**WORK INSTRUCTION:**
Please transcribe each of the records exactly as given.

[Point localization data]
^^^^

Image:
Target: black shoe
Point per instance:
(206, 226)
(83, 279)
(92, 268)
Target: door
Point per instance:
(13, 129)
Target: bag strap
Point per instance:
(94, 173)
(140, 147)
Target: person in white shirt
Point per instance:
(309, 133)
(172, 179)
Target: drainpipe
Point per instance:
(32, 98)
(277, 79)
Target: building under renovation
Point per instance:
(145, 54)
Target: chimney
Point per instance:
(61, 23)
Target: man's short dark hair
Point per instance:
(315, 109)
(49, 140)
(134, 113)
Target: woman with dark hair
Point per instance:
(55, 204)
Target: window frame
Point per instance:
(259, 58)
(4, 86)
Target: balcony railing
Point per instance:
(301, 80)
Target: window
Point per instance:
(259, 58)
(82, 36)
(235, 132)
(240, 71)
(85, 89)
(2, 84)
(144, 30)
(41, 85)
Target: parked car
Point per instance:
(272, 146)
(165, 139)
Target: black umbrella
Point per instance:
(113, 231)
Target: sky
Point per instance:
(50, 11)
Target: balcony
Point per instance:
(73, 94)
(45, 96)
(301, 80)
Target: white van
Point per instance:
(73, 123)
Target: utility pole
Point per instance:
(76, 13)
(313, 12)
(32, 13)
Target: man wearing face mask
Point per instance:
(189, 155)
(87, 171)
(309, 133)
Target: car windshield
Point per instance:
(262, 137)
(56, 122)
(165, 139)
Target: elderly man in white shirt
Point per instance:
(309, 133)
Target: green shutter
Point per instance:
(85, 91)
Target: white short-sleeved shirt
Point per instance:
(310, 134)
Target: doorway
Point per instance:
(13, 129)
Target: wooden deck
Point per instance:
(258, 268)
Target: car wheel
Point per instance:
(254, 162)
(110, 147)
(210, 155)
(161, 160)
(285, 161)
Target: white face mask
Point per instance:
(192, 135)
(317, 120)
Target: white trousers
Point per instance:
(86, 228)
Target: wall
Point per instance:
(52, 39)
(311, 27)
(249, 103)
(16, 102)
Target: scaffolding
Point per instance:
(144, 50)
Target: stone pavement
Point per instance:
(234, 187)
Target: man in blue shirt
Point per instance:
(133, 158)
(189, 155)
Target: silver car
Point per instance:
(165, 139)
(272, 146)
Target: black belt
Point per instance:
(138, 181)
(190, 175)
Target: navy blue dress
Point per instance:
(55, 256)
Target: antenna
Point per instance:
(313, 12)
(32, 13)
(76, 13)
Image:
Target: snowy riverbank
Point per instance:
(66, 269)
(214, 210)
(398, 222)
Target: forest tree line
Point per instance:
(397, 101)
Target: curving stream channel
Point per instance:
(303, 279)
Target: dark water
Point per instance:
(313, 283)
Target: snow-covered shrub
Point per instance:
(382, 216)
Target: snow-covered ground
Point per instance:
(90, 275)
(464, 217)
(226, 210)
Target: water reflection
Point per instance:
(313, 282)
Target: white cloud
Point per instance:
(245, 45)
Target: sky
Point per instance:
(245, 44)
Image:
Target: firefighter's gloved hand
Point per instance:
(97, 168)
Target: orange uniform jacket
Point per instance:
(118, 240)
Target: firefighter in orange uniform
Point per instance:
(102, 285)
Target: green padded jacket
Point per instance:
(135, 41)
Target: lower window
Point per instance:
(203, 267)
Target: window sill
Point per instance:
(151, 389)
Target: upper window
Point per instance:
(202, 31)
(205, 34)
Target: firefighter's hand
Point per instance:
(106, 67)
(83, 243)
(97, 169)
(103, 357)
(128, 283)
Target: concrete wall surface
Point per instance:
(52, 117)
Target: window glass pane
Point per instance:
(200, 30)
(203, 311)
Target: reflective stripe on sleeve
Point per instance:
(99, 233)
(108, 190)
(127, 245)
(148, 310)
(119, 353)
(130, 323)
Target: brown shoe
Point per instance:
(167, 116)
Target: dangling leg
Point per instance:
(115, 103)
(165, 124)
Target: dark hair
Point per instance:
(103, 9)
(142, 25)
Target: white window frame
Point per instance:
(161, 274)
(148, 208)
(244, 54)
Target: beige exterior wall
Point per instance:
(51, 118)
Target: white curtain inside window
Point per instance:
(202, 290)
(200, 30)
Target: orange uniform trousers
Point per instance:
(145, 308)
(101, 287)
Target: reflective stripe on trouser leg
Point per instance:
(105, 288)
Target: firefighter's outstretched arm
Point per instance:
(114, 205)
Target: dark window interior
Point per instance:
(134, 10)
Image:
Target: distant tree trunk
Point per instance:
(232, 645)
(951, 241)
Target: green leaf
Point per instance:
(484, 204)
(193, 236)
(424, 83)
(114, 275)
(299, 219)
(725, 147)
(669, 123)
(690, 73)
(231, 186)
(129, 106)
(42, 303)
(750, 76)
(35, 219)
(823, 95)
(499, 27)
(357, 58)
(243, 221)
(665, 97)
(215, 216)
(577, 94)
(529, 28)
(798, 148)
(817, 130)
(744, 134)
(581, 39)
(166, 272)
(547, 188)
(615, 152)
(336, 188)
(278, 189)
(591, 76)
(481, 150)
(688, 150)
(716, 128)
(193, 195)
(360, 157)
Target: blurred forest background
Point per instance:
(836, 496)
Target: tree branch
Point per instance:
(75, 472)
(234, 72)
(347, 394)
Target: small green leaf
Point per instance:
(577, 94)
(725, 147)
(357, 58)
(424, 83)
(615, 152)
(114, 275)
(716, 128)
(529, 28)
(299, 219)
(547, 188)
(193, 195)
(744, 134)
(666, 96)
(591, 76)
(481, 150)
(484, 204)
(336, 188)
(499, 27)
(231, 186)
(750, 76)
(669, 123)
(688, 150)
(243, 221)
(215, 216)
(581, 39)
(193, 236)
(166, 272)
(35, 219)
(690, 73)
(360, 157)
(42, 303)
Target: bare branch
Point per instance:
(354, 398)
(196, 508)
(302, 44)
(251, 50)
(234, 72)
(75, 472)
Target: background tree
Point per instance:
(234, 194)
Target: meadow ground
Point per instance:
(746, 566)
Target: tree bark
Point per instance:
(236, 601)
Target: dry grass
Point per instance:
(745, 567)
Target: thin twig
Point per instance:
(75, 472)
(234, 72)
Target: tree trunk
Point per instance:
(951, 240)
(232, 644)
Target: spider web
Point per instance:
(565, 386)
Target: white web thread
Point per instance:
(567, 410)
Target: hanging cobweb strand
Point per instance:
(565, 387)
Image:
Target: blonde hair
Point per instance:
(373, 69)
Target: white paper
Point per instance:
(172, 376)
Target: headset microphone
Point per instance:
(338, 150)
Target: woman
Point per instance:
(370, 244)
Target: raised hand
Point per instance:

^^^^

**RESULT FOR THIS TASK:**
Image:
Target: black shoe
Point per instance:
(206, 226)
(83, 279)
(92, 268)
Target: door
Point per instance:
(13, 129)
Target: bag strap
Point per instance:
(94, 173)
(140, 147)
Target: person in white shirt
Point per instance:
(309, 133)
(172, 179)
Target: drainpipe
Point per instance:
(32, 98)
(277, 79)
Target: building under renovation
Point per instance:
(145, 54)
Target: chimney
Point per instance:
(61, 23)
Target: man's short dark hair
Point per instance:
(315, 109)
(49, 140)
(134, 113)
Target: woman with dark hair
Point per instance:
(55, 204)
Target: window frame
Point per instance:
(259, 58)
(4, 86)
Target: balcony railing
Point per instance:
(301, 80)
Target: window
Point per instance:
(259, 58)
(82, 36)
(235, 132)
(240, 71)
(85, 89)
(2, 84)
(144, 30)
(41, 85)
Target: parked car
Point per instance:
(272, 146)
(165, 139)
Target: black umbrella
Point per instance:
(113, 231)
Target: sky
Point per instance:
(50, 11)
Target: balcony
Point per instance:
(73, 94)
(45, 96)
(301, 80)
Target: white van
Point per instance:
(73, 123)
Target: utility pole
Point per instance:
(76, 13)
(313, 12)
(32, 13)
Target: man wearing face mask
Point per instance:
(189, 155)
(87, 171)
(309, 133)
Target: car windshield
Point per instance:
(262, 137)
(56, 122)
(165, 139)
Target: elderly man in white shirt
Point per instance:
(309, 133)
Target: green shutter
Point per instance:
(85, 91)
Target: white short-sleeved shirt
Point per instance:
(310, 134)
Target: doorway
Point per instance:
(13, 129)
Target: wooden deck
Point per instance:
(258, 268)
Target: car wheel
Point per instance:
(254, 162)
(110, 147)
(210, 155)
(161, 160)
(285, 161)
Target: white face mask
Point per instance:
(192, 135)
(317, 120)
Target: white trousers
Point per instance:
(86, 228)
Target: wall
Point per instance:
(52, 39)
(311, 27)
(249, 103)
(16, 102)
Target: scaffolding
Point per instance:
(144, 50)
Target: stone pavement
Point per instance:
(234, 187)
Target: man in blue shirt
Point per instance:
(133, 158)
(189, 155)
Target: silver car
Point per instance:
(165, 139)
(272, 146)
Target: black belt
Point per instance:
(138, 181)
(190, 175)
Target: navy blue dress
Point per instance:
(55, 256)
Target: antenna
Point per instance:
(313, 12)
(32, 13)
(76, 13)
Image:
Target: snowy riverbank
Point per instance:
(66, 269)
(214, 210)
(398, 222)
Target: forest tree line
Point per instance:
(397, 101)
Target: curving stream channel
Point per instance:
(303, 279)
Target: dark water
Point per instance:
(313, 283)
Target: snow-covered shrub
Point per instance:
(382, 216)
Target: snow-covered ground
Point per instance:
(90, 275)
(464, 217)
(226, 210)
Target: water reflection
Point per instance:
(313, 282)
Target: white cloud
Point per instance:
(245, 45)
Target: sky
Point per instance:
(245, 44)
Image:
Target: firefighter's gloved hand
Point per instance:
(97, 168)
Target: orange uniform jacket
Point per instance:
(118, 240)
Target: firefighter in orange uniform
Point per instance:
(102, 285)
Target: green padded jacket
Point per instance:
(135, 41)
Target: lower window
Point per instance:
(203, 267)
Target: window sill
Point per instance:
(151, 389)
Target: upper window
Point per instance:
(202, 31)
(205, 34)
Target: firefighter's hand
Point per instance:
(106, 67)
(83, 243)
(97, 169)
(103, 357)
(128, 283)
Target: concrete wall surface
Point per instance:
(52, 117)
Target: window glass pane
Point per instance:
(200, 30)
(203, 311)
Target: reflective stripe on sleeve
Point per instance:
(99, 233)
(108, 190)
(127, 245)
(148, 310)
(119, 353)
(130, 323)
Target: brown shoe
Point per instance:
(167, 116)
Target: dangling leg
Point per instance:
(115, 103)
(165, 124)
Target: dark hair
Point per instance:
(103, 9)
(142, 25)
Target: white window frame
Point per instance:
(161, 274)
(148, 208)
(244, 54)
Target: beige exterior wall
Point per instance:
(51, 118)
Target: white curtain inside window
Point per instance:
(202, 290)
(200, 30)
Target: orange uniform trousers
Point per instance:
(145, 308)
(101, 287)
Target: reflective stripe on trouser leg
Point per instance:
(105, 288)
Target: firefighter's outstretched arm
Point per instance:
(114, 205)
Target: dark window interior
Point per instance:
(134, 10)
Image:
Target: distant tree trunk
Point per instance:
(232, 645)
(951, 241)
Target: green leaf
Point per instance:
(484, 204)
(193, 236)
(424, 83)
(114, 275)
(299, 219)
(725, 147)
(669, 123)
(690, 73)
(231, 186)
(129, 106)
(42, 303)
(750, 76)
(35, 219)
(823, 95)
(499, 27)
(357, 58)
(243, 221)
(665, 97)
(215, 216)
(577, 94)
(529, 28)
(798, 148)
(817, 130)
(744, 134)
(581, 39)
(166, 272)
(547, 188)
(615, 152)
(336, 188)
(278, 189)
(591, 76)
(481, 150)
(688, 150)
(716, 128)
(193, 195)
(360, 157)
Target: blurred forest background
Point per instance:
(836, 496)
Target: tree branch
Point per instance:
(75, 472)
(234, 72)
(347, 394)
Target: small green leaf
Point per instance:
(577, 94)
(725, 147)
(357, 58)
(424, 83)
(615, 152)
(114, 275)
(716, 128)
(529, 28)
(299, 219)
(547, 188)
(193, 195)
(744, 134)
(666, 96)
(591, 76)
(481, 150)
(484, 204)
(336, 188)
(499, 27)
(231, 186)
(750, 76)
(669, 123)
(688, 150)
(243, 221)
(215, 216)
(581, 39)
(193, 236)
(166, 272)
(35, 219)
(690, 73)
(360, 157)
(42, 303)
Target: bare branch
Point per instance:
(354, 398)
(196, 508)
(302, 44)
(251, 50)
(234, 72)
(75, 472)
Target: background tree
Point per instance:
(234, 194)
Target: meadow ground
Point per instance:
(746, 566)
Target: tree bark
Point per instance:
(236, 601)
Target: dry grass
Point per instance:
(745, 567)
Target: thin twig
Point per instance:
(75, 472)
(234, 72)
Target: tree trunk
Point per instance:
(951, 240)
(232, 644)
Target: spider web
Point per instance:
(565, 386)
Target: white web thread
Point per instance:
(567, 410)
Target: hanging cobweb strand
Point per instance:
(565, 387)
Image:
Target: blonde hair
Point per instance:
(373, 69)
Target: white paper
Point per instance:
(172, 376)
Target: headset microphone
Point per instance:
(338, 150)
Target: woman
Point per instance:
(370, 244)
Target: raised hand
Point per instance:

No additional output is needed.